What you should do: Write out the stretch of lines from the very first line through the line that contains "290], [240, 297]]", both ends included, reproducing them without any change. Leave the pictures out of your answer.
··· Excerpted records ···
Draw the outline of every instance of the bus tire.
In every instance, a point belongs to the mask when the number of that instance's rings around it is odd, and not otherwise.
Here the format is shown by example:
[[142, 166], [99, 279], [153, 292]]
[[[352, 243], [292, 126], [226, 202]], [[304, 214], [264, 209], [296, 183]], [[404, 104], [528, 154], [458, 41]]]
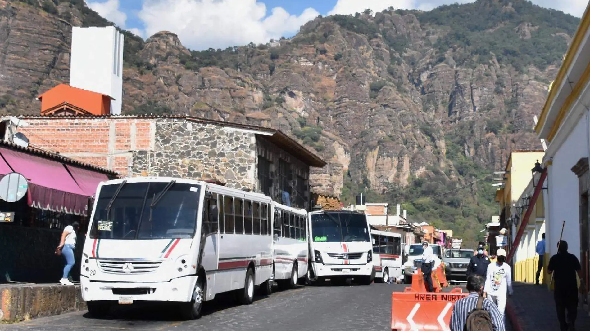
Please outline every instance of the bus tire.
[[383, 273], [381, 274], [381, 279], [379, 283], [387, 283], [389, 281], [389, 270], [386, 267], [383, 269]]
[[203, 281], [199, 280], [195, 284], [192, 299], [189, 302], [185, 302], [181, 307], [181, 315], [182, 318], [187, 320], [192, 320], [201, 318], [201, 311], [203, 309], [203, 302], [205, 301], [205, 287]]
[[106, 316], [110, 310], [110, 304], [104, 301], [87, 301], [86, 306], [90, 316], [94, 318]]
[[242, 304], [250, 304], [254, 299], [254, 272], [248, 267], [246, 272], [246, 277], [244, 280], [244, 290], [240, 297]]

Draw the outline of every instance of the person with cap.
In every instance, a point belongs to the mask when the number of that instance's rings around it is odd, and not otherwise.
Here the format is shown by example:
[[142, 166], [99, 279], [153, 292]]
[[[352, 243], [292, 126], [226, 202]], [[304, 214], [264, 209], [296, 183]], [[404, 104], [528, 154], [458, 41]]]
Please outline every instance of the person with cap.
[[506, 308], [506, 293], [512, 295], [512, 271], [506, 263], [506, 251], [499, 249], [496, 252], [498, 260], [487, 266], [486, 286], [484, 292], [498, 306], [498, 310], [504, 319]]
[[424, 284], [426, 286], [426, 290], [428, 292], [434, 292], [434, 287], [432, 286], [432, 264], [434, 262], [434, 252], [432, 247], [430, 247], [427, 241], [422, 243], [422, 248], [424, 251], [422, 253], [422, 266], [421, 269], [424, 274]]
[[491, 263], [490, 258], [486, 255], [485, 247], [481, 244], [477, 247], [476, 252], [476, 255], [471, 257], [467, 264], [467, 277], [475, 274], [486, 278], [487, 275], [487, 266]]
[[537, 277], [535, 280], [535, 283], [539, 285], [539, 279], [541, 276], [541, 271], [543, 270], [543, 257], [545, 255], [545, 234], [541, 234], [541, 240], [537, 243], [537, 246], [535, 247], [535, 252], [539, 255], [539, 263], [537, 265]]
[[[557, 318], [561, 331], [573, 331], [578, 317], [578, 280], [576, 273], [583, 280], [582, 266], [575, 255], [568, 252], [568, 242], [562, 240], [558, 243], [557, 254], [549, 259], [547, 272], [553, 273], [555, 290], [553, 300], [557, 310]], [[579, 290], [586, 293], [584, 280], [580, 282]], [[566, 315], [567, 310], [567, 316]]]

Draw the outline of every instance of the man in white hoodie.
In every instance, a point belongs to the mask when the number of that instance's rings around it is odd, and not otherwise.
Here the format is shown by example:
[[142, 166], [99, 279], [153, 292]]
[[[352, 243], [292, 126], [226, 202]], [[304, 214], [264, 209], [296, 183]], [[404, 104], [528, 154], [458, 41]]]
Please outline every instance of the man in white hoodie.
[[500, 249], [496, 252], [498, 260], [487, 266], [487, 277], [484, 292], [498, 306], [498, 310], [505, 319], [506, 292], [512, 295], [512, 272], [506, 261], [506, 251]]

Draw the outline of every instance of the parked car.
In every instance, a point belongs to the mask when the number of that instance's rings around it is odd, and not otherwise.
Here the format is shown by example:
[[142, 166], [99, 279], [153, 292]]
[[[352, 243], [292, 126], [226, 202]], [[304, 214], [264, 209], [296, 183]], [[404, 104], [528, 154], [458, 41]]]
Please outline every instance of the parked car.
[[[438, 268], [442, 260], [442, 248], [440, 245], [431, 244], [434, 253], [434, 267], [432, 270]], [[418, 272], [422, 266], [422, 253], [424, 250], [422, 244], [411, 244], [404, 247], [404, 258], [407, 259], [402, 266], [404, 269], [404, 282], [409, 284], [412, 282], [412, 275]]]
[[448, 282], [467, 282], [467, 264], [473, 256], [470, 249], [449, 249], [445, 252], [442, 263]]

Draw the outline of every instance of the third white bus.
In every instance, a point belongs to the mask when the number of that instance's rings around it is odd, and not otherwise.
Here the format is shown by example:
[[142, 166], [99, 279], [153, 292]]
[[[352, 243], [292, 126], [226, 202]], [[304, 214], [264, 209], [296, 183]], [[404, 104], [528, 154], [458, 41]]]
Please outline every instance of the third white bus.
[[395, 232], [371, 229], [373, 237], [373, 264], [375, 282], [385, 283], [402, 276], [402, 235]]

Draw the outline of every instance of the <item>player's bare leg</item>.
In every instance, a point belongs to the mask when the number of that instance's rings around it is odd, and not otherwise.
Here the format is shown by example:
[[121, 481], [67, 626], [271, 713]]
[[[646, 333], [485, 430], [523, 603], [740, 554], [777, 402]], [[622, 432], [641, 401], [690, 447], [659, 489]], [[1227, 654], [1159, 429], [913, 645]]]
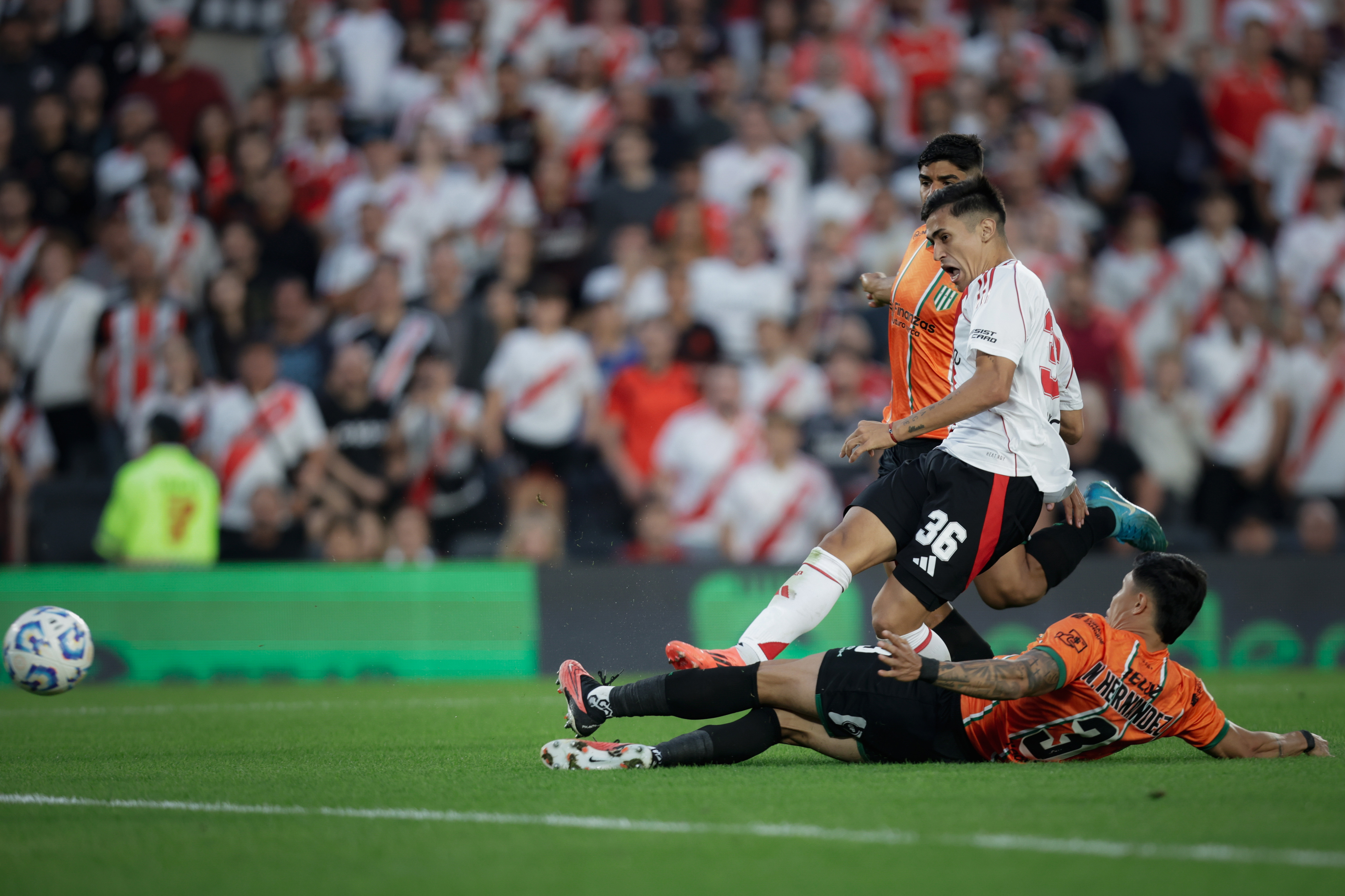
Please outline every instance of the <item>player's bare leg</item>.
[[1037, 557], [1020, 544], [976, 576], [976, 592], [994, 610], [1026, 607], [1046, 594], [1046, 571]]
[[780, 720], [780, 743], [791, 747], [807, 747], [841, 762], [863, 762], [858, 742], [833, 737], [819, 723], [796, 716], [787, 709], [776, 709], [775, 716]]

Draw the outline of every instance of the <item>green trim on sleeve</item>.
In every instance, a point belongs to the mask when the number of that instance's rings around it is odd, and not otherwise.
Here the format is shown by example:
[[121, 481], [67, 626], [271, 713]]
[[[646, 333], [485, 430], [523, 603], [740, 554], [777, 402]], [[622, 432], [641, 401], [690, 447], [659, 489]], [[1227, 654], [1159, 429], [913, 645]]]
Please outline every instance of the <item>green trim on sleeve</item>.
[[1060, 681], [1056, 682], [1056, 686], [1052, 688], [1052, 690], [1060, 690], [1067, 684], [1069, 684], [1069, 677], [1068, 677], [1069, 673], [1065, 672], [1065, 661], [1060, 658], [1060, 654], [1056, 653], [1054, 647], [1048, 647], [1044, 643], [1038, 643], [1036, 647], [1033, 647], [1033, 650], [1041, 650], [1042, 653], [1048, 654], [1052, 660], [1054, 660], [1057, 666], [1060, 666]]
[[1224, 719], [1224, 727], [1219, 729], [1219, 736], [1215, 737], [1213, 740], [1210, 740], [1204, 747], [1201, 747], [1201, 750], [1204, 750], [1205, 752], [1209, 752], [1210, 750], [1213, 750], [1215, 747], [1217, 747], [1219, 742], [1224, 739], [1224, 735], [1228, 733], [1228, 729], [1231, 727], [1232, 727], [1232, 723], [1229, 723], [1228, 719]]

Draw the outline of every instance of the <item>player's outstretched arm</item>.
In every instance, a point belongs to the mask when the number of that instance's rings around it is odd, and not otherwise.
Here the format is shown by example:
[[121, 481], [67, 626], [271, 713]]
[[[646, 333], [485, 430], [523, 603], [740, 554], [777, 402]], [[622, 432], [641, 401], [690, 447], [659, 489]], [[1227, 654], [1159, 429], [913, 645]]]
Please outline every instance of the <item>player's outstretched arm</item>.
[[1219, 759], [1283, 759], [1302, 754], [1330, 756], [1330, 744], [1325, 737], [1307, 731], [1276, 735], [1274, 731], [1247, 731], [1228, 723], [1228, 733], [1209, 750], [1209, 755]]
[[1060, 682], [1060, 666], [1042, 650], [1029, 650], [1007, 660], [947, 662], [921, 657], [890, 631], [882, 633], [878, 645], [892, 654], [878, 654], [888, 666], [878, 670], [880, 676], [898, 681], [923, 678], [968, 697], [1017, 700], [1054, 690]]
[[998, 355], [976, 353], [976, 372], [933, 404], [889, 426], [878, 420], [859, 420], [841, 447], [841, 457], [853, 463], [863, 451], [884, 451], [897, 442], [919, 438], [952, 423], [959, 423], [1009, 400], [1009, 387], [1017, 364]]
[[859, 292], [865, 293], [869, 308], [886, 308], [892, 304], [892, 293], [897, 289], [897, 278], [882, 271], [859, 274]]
···
Answer for this exercise:
Draw the outline of every instance of the bus tire.
In every instance, a point belongs to the mask when the number of that instance's rings around it is odd, and not otherwise.
Here the format is shown by example:
[[142, 166], [99, 279], [153, 292]]
[[[352, 243], [292, 126], [226, 202]], [[304, 214], [264, 209], [296, 183]], [[404, 104], [528, 154], [458, 41]]]
Please outline every instance of the bus tire.
[[383, 273], [381, 274], [381, 279], [379, 283], [387, 283], [389, 281], [389, 270], [386, 267], [383, 269]]
[[203, 281], [199, 280], [195, 284], [192, 299], [189, 302], [185, 302], [181, 307], [181, 315], [182, 318], [187, 320], [192, 320], [201, 318], [201, 311], [203, 309], [203, 302], [205, 301], [205, 287]]
[[106, 316], [110, 310], [110, 304], [104, 301], [87, 301], [86, 306], [90, 316], [94, 318]]
[[242, 304], [250, 304], [254, 299], [254, 272], [248, 267], [246, 272], [246, 277], [244, 280], [244, 290], [240, 297]]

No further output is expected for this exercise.